■ Exercise brief ■
Write out every line of the entries below again, not only the answers, and leave out the pictures. Multiply each x and y coordinate in the answers by 0.65 and round to the nearest whole number, with halves rounding up.

■ Exercise inputs ■
::::
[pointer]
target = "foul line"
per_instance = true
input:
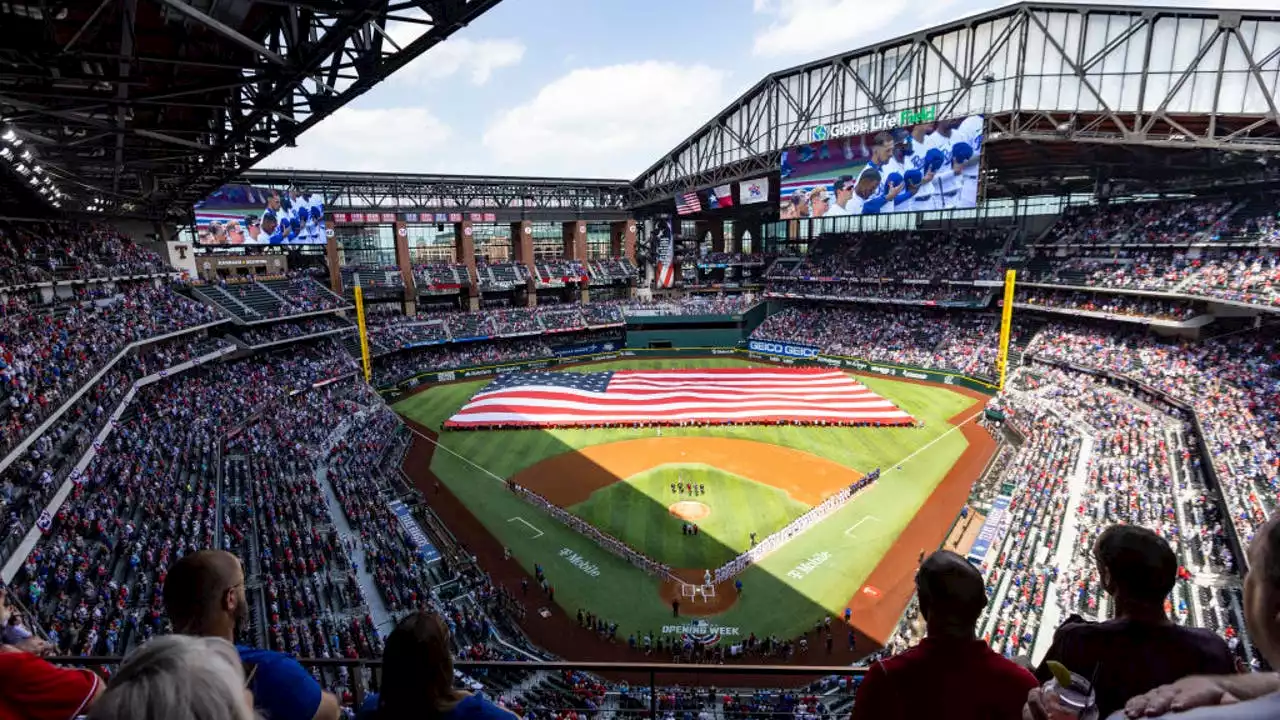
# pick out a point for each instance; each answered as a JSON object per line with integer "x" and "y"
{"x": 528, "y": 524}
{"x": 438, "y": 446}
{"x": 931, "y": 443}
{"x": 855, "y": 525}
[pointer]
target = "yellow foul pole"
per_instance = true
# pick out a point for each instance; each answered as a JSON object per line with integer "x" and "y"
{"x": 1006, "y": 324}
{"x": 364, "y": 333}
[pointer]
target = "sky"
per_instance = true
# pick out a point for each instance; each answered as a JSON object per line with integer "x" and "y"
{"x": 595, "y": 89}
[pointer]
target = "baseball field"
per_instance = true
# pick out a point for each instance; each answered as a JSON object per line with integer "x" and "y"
::::
■ Response to the task ■
[pointer]
target = "foul line"
per_instance = true
input:
# pick out a point for each instance; each answered as a JSON object per line with integer "x" and "y"
{"x": 343, "y": 341}
{"x": 285, "y": 290}
{"x": 605, "y": 288}
{"x": 556, "y": 341}
[pointer]
target = "yellow foul pole"
per_instance = true
# pick out a point for each instance; each answered as a JSON object per line with integer "x" and "y"
{"x": 654, "y": 211}
{"x": 237, "y": 216}
[pointer]
target = "sky"
per_instance = true
# pick out a point for each instance; each answered as a JSON object per line with integer "x" and "y"
{"x": 387, "y": 58}
[pointer]
target = "baseball field"
per_instance = true
# pick out a point for each instance; each answered as a JSON object per line with integer "x" and "y"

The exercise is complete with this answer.